### Consigne de travail A
Répondez à ces questions sur l'extrait du document consacré à l'apprentissage de l'écrit :
(i) Par quoi commence-t-on à partir du Cours Élémentaire ?
(ii) Pour quoi les enfants prennent-ils les sept nains ?
(iii) Que représente l'écrit pour les enfants ?
### Consigne de travail B
Rédigez la suite de l'extrait du document sur l'apprentissage de l'écrit, à partir de sa dernière phrase.

A partir du Cours Elémentaire, la démarche est inverse. « On commence directement par le texte, on y prend des repères, on imagine, on y trouve le sens et ensuite seulement on passe à la L.S.F, on travaille l’expression, la forme, le dialogue, l’expression, les emplacements ». La séquence d’analyse du conte Blanche-Neige, par exemple, est éclairante : les enfants ont du mal à identifier l’héroïne (un objet, un personnage ?) et prennent les sept nains pour des clowns. « Pour eux, l’écrit est un outil d’autonomie. Cela se construit dès le C.P ». Les enfants doivent comprendre les diverses dimensions de la langue française, différente à l’écrit et à l’oral. L’élève construit une culture de l’oralité par la présentation simultanée de la forme écrite et orale du français.

### Données fournies
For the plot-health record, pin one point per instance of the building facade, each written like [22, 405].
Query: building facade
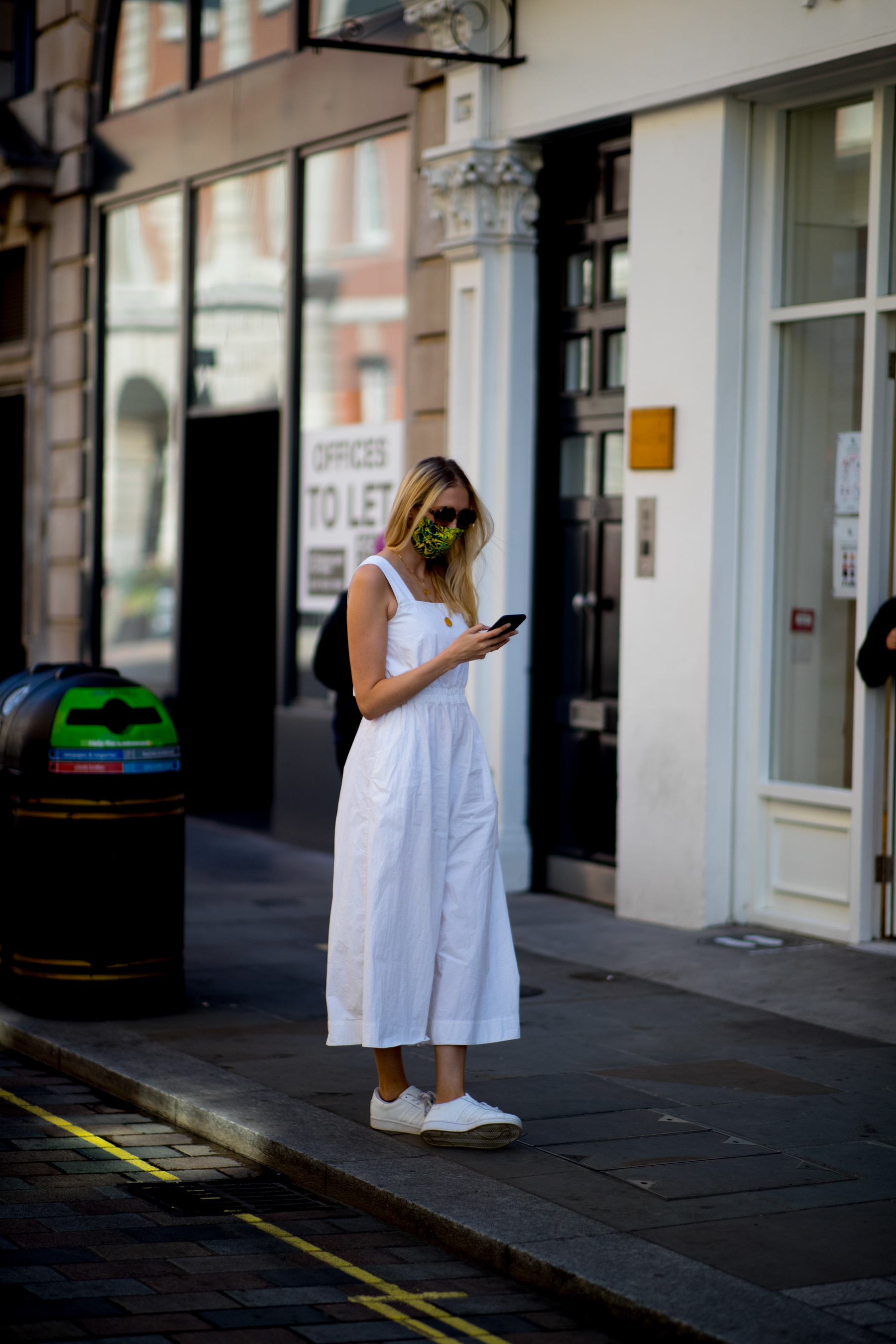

### Réponse rédigée A
(i) Directement par le texte.
(ii) Pour des clowns.
(iii) Un outil d'autonomie.

### Réponse rédigée B
Ce qui conduit au sujet délicat de l’oralisation : pour Iris, elle est de la compétence des médecins et n’entre pas dans le cadre éducatif. Claire Médion, orthophoniste, s’appuie sur la L.S.F lors de l’apprentissage du français parlé, « pour expliquer, pour comparer, pour communiquer, parce qu’on a aussi besoin de se raconter des choses ». La L.S.F sert également d’outil pour expliquer l’articulation, la phonétique. Les parents interrogés ont constaté que leurs enfants avaient envie d’apprendre et progressaient aussi vite que les autres. Pour eux, la classe bilingue assure une facilité de compréhension et de communication dans un sentiment de sécurité propice aux apprentissages. Sans peur du monde des entendants. Et de regretter qu’il n’y en ait pas davantage en France…
Laurent Lejard, février 2006.
Une scolarité bilingue LSF-Français en cycle 1 et 2, un autre regard sur l’enfant sourd. V.H.S sous-titrée et en langue des signes françaises, 25 minutes. Disponible auprès du Cnefei, 15€.